Task brief: Put the rows below into a two-column CSV with the headers prompt_text and box_values. Give each passage of wording its own line, paired with all the coordinates listed under it, and quote both fields with line breaks turned into spaces.
=====
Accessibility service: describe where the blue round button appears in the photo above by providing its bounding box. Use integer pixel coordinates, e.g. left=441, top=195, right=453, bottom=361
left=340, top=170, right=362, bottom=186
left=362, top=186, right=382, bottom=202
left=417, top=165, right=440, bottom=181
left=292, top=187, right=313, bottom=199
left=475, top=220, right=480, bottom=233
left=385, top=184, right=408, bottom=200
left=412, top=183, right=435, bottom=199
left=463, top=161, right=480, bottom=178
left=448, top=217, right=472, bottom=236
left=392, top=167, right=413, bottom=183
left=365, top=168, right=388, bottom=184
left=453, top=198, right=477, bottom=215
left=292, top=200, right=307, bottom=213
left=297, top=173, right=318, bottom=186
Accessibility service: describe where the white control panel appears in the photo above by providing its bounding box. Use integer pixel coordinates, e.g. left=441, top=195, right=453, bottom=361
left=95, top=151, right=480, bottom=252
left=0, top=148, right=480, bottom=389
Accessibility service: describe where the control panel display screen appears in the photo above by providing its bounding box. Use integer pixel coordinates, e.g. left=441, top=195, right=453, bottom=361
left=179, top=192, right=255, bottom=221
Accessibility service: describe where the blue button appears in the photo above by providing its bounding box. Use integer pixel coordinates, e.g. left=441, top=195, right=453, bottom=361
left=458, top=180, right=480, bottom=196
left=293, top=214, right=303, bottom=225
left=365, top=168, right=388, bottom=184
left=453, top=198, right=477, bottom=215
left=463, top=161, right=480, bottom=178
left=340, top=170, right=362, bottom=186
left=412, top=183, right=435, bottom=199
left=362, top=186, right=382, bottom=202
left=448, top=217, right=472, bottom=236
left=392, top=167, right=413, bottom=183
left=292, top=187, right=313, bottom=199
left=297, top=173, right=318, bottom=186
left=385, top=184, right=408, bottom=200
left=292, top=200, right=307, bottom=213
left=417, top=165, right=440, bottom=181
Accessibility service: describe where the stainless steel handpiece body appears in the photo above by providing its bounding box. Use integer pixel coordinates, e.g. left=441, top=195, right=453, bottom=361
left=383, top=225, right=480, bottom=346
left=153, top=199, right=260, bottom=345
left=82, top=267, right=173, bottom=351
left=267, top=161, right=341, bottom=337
=====
Output of the exercise:
prompt_text,box_values
"Accessibility service: describe where the blue round button appears in the photo above by providing its bounding box. Use integer pixel coordinates, e.g. left=441, top=195, right=453, bottom=361","left=340, top=170, right=362, bottom=186 left=362, top=186, right=382, bottom=202 left=417, top=165, right=440, bottom=181 left=292, top=187, right=313, bottom=199 left=475, top=220, right=480, bottom=233 left=385, top=184, right=408, bottom=200 left=412, top=183, right=435, bottom=199 left=463, top=161, right=480, bottom=178 left=448, top=217, right=472, bottom=236 left=392, top=167, right=413, bottom=183 left=365, top=168, right=388, bottom=184 left=453, top=198, right=477, bottom=215 left=292, top=200, right=307, bottom=213 left=297, top=173, right=318, bottom=186"
"Accessibility service: describe where the white control panel appears in the photo above by providing its bounding box. Use integer pixel coordinates, e.g. left=441, top=195, right=453, bottom=361","left=95, top=151, right=480, bottom=252 left=0, top=148, right=480, bottom=389"
"Accessibility service: describe where the control panel display screen appears in the photo above by providing its bounding box. Use integer pixel coordinates, e.g. left=441, top=195, right=453, bottom=361","left=179, top=192, right=255, bottom=221"
"Accessibility service: describe where the blue button appears in the photo above by providing its bounding box. Use integer pixel coordinates, e.g. left=441, top=195, right=453, bottom=361","left=458, top=180, right=480, bottom=196 left=293, top=214, right=303, bottom=225 left=365, top=168, right=388, bottom=184 left=453, top=198, right=477, bottom=215 left=463, top=161, right=480, bottom=178 left=340, top=170, right=362, bottom=186 left=412, top=183, right=435, bottom=199 left=362, top=186, right=382, bottom=202 left=448, top=217, right=472, bottom=236 left=392, top=167, right=413, bottom=183 left=292, top=187, right=313, bottom=199 left=297, top=173, right=318, bottom=186 left=385, top=184, right=408, bottom=200 left=292, top=200, right=307, bottom=213 left=417, top=165, right=440, bottom=181"
"Accessibility service: describe where the stainless steel handpiece body appears in the photo above by providing its bounding box. Use integer pixel coordinates, e.g. left=441, top=195, right=453, bottom=361","left=383, top=225, right=480, bottom=346 left=153, top=199, right=260, bottom=345 left=82, top=267, right=173, bottom=351 left=267, top=161, right=341, bottom=337"